_RECORDS_
════

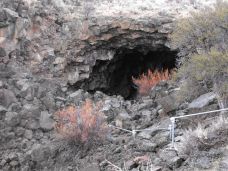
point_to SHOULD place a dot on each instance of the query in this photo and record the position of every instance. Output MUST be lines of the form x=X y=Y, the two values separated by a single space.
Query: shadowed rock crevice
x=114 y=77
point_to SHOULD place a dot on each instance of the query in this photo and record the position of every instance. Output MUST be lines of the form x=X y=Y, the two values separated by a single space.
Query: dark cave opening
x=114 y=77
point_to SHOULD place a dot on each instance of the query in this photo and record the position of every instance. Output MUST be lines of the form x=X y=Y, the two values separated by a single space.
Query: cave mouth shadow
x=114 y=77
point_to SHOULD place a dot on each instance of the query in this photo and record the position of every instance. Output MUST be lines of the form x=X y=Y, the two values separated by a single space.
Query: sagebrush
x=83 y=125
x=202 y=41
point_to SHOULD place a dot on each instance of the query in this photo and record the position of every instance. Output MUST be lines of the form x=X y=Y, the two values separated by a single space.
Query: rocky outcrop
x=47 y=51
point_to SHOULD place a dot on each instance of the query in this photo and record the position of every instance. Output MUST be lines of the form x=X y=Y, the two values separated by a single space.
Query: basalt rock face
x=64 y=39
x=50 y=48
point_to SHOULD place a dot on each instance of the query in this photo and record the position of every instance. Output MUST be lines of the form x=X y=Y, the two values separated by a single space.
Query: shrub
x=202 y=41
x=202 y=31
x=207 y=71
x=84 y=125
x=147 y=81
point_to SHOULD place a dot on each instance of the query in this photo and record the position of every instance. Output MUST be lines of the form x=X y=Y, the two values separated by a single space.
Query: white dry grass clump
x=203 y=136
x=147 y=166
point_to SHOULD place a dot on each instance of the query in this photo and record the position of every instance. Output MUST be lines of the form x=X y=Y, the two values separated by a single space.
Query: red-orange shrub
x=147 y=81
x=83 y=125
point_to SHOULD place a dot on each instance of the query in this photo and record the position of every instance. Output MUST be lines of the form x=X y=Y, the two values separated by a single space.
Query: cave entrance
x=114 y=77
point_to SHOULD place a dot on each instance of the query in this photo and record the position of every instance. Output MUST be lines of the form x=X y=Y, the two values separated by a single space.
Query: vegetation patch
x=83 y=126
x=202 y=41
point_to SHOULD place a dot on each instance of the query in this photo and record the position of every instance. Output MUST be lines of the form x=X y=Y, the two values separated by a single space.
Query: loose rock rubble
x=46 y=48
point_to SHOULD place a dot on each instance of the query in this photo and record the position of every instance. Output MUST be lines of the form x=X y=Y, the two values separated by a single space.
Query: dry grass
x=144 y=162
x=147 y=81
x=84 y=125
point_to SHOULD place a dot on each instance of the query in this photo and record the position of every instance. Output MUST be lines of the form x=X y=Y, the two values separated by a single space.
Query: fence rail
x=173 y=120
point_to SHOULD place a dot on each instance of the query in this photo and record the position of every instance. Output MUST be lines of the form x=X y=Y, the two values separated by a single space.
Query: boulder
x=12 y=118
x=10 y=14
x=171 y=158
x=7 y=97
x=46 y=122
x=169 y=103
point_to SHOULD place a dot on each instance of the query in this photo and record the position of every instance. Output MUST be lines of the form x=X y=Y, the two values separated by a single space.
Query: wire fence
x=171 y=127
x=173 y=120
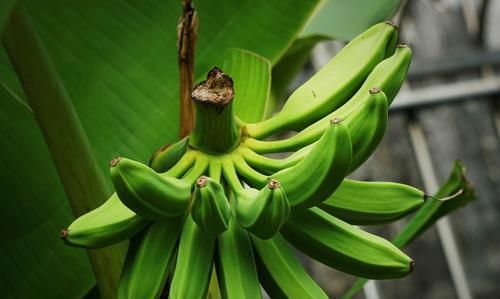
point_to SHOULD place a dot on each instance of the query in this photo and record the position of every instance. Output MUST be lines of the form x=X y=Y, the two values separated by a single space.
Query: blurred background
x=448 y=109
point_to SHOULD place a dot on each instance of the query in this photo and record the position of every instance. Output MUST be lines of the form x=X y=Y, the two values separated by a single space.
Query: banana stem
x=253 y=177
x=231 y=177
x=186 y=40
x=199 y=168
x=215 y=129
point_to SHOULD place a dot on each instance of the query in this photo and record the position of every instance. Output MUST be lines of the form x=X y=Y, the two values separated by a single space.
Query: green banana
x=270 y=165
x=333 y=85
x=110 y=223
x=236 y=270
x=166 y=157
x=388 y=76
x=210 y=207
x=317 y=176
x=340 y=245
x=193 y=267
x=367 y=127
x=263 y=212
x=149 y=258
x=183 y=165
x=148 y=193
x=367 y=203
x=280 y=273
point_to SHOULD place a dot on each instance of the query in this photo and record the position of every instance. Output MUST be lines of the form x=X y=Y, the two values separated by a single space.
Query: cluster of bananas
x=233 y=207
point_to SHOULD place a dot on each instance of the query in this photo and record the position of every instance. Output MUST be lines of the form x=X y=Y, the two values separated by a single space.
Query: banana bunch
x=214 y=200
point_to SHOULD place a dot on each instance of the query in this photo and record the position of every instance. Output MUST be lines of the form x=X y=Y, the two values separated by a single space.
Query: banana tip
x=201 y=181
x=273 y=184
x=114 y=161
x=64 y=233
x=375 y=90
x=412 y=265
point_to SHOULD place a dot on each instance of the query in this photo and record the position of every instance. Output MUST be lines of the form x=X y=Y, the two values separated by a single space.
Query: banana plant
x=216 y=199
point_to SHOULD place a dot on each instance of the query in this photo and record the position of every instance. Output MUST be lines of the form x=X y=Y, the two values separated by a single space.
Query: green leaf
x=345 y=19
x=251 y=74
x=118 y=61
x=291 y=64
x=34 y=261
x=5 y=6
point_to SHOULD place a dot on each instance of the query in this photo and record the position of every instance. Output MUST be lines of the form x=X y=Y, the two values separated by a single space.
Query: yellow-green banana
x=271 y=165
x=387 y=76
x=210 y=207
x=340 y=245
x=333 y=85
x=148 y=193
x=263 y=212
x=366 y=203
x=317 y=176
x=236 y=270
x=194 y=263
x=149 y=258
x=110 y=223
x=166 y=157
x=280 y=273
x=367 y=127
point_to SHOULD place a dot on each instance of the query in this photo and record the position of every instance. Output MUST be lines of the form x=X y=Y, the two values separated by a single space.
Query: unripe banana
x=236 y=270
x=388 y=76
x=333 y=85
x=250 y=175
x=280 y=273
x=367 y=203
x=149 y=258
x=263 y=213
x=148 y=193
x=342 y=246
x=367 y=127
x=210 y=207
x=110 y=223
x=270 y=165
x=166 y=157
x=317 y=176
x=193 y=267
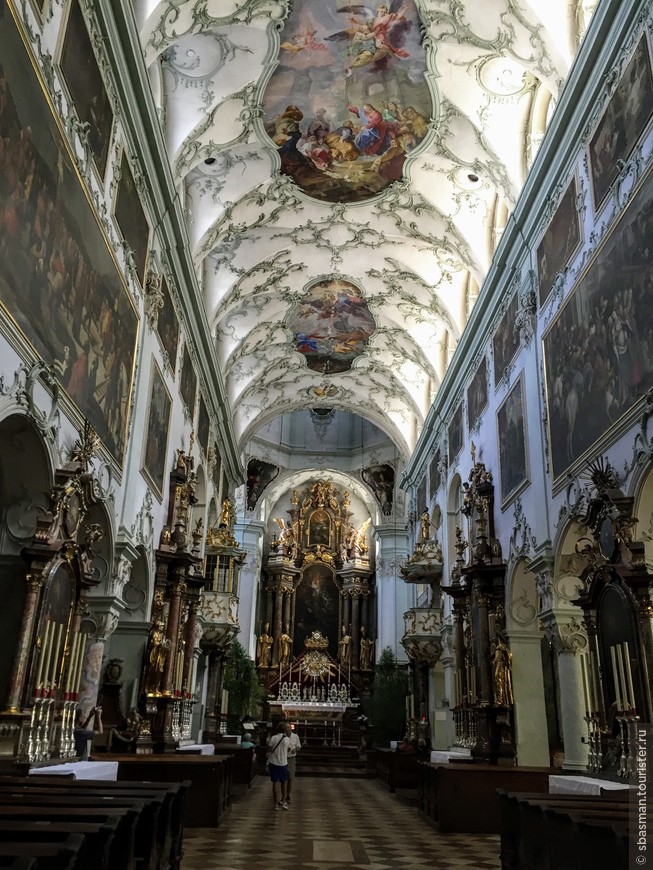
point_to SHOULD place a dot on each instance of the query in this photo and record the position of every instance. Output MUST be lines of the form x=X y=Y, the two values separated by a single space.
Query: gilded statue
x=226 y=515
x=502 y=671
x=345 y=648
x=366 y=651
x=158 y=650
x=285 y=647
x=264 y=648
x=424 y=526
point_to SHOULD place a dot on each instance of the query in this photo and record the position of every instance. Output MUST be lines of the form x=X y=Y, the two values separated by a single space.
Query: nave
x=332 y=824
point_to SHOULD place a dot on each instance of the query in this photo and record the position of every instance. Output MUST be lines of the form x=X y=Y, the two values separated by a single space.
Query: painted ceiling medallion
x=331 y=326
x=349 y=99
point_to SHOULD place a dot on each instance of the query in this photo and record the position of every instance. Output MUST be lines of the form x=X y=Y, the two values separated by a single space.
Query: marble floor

════

_TASK BRIEF_
Set down every entry exactly; omit the pictures.

_ANSWER AREA_
point_to SHOULD place a dot on each instance of the query in this photo and record the position of every instance. Output MUST be lines of the form x=X y=Y, the two values separated by a single space.
Query: shadowed rock crevice
x=114 y=77
point_to SHOULD place a dot on each instance of the query in this photo and record the position of every instance. Output MUST be lines of the form x=X y=Y, the two values separated by a single space.
Query: dark cave opening
x=114 y=77
point_to SHOULD place a dot on each instance of the query in this photo and record the position of every instance. Output MUST be lines of the form x=X y=Y, the two values separated by a single space.
Query: cave mouth shadow
x=114 y=77
point_to SHOULD place a dot on each instance of the query in this photo and record the position of every instance. Output MUST be lines of the form x=X y=Y, the two values separated by a single space.
Query: sagebrush
x=83 y=125
x=202 y=41
point_to SHOULD place a dot on each instance of the query in this photo and record the position of every instance. Output MUST be lines of the form x=X y=Y, the two values separated by a single space.
Query: rocky outcrop
x=47 y=51
point_to SHOULD place a dot on each instance of the query in this photo and record the position of every instance. Output MUST be lines of the form x=X y=Y, the two values separated by a single space.
Query: basalt rock face
x=64 y=39
x=50 y=48
point_to SHOULD place a dot on each instance of the query in this photo and record the position of every instance. Output MUST be lines of the form x=X y=Y, the two values separated by a single space.
Query: shrub
x=202 y=41
x=202 y=31
x=207 y=71
x=84 y=125
x=147 y=81
point_to SHOULD place a dot on each instance of the query in this photo and record the position of every instance. Output MUST be lines of the form x=X y=Y, the two values separated by a single space.
Query: white dry grass clump
x=203 y=136
x=147 y=166
point_to SHOULD place a dot on each instance of the query in this photo and record the position of every instance. Output MUST be lines of the form x=X y=Y, the two values separated by a single space.
Query: red-orange shrub
x=147 y=81
x=83 y=125
point_to SHOULD place a dot on each instance of the query in this photo and record the position of every instance. Output MUST be lines of the form x=X y=Y, the two values separated by a single space.
Query: cave entrance
x=114 y=77
point_to SHOULD place a dot on each instance of the query in this photo and record the position of every instance. Output MUST be lines of the form x=X y=Y, the two values separated by a single space.
Query: vegetation patch
x=83 y=126
x=202 y=41
point_to SHOULD place a dot on each instance of the query in this photo and record the position of every instance. Output MUST be lines of the form x=X y=Y, the two values separated by a single space.
Query: loose rock rubble
x=46 y=48
point_to SHOULD place a dot on each instance of the query in this photo and record the position of every instance. Output MUST be lines of the form x=X y=Y, the two values separated by a single space.
Query: dry grass
x=144 y=162
x=147 y=81
x=84 y=125
point_to SHOULD place a dot on each instance of the query in this photo and record the position of every instance. Output MUST be lines of the form x=X y=Y, the two values separated by a single space.
Query: fence rail
x=173 y=120
point_to SHOULD place a dot on each instance of the query in this photo and record the position of every instance. Output MUST be lines of the form x=X y=Y, the two values separated by a single space.
Query: boulder
x=12 y=118
x=10 y=14
x=171 y=158
x=7 y=97
x=46 y=122
x=169 y=103
point_to SHOULD place a dot on each instance of the query in this photo and record the position of every instance. Output MUST be lines of the form x=X y=Y, the two values separated by a single space.
Query: wire fence
x=171 y=127
x=173 y=120
point_to SHOULD place a dot on each instance of the query in this photo and record the position of every instance. Output MUST be lines of the form x=X y=Y, the two values separated by a single space.
Query: blurred background
x=448 y=109
point_to SHOULD place a dot on each instance of the query in this photo and record the position of every instance. Output MUST be lines of the form x=X y=Y, the two values separated by a single space.
Query: banana stem
x=253 y=177
x=231 y=177
x=186 y=40
x=199 y=168
x=215 y=129
point_to SHOULD place a dot on each instance of the query in this photo and record the position of every instance. Output MUST be lines of the form x=X y=Y, the two values separated by a single space.
Query: green banana
x=270 y=165
x=333 y=85
x=110 y=223
x=236 y=270
x=166 y=157
x=388 y=76
x=210 y=207
x=317 y=176
x=340 y=245
x=193 y=267
x=367 y=127
x=263 y=212
x=149 y=258
x=183 y=165
x=148 y=193
x=367 y=203
x=280 y=273
point_to SHOULD place a dot on each instance of the query in this photo and record the position of every instance. Output MUST be lines of the form x=X y=Y, the two values separated by a single space.
Query: cluster of bananas
x=233 y=207
point_to SHOULD place a dot on each instance of the query in this photo and record the position of every instance. Output MUST be lines of the form x=X y=Y, the two values separated by a single space.
Query: banana bunch
x=214 y=200
point_to SHOULD place a dot on each instance of the query in this photo and record the position of every instance. Output MUST be lines of the form x=X y=Y, the two values separated by a single space.
Query: banana tip
x=201 y=181
x=273 y=184
x=114 y=161
x=64 y=233
x=375 y=90
x=412 y=265
point_to SHOULD place a dot on each instance of the query in this photo and record the position of every instance. Output MUST be lines of the form x=X y=Y, the two values separated by a single space.
Query: banana plant
x=216 y=199
point_to SHOULD place a dot on each instance of the query in this photo and record the position of every instance. Output MUST be lines of the form x=X y=Y, the two values separated by a single space.
Query: green leaf
x=345 y=19
x=251 y=74
x=118 y=61
x=291 y=64
x=34 y=261
x=5 y=6
point_to SHOULD place a dot on each instance of the query in this photo and record the position of every instance. Output MUST be lines of the form x=X y=Y, the two values separated by a single space.
Query: yellow-green banana
x=271 y=165
x=387 y=76
x=210 y=207
x=340 y=245
x=333 y=85
x=148 y=193
x=263 y=212
x=366 y=203
x=317 y=176
x=236 y=270
x=194 y=263
x=149 y=258
x=110 y=223
x=166 y=157
x=280 y=273
x=367 y=127
point_to SHOULD place a dot on each instance of the query in this photo and record the position of every instance. Output MUST be lines of the form x=X y=Y, the two values separated by a single space.
Query: unripe banana
x=236 y=270
x=388 y=76
x=333 y=85
x=250 y=175
x=280 y=273
x=367 y=203
x=149 y=258
x=263 y=213
x=148 y=193
x=342 y=246
x=367 y=127
x=210 y=207
x=110 y=223
x=270 y=165
x=166 y=157
x=317 y=176
x=193 y=267
point_to SHOULD place a dot on each instance of the query in this photo and record the position of every instance. Output MUST be lines of the form x=X y=Y, the two values separated by a single space.
Query: gilded statue
x=226 y=515
x=502 y=671
x=345 y=648
x=366 y=651
x=158 y=650
x=285 y=647
x=264 y=648
x=424 y=526
point_to SHOULD place a dot on each instance of the query in this photo and record the position of every instance. Output MUST be lines of the form x=X y=Y, the two values separated by a single space.
Query: nave
x=332 y=824
point_to SHOULD place a dot on each instance of the query in this photo and record the position of every instance. Output MUST be lines of the form x=X y=Y, the two values separated by a single space.
Query: painted ceiling medallion
x=331 y=326
x=349 y=99
point_to SHOULD place a dot on each instance of the query in this photo and record the position of every instance. Output MUST be lines of the form x=X y=Y, the two values separated by a single space.
Query: marble floor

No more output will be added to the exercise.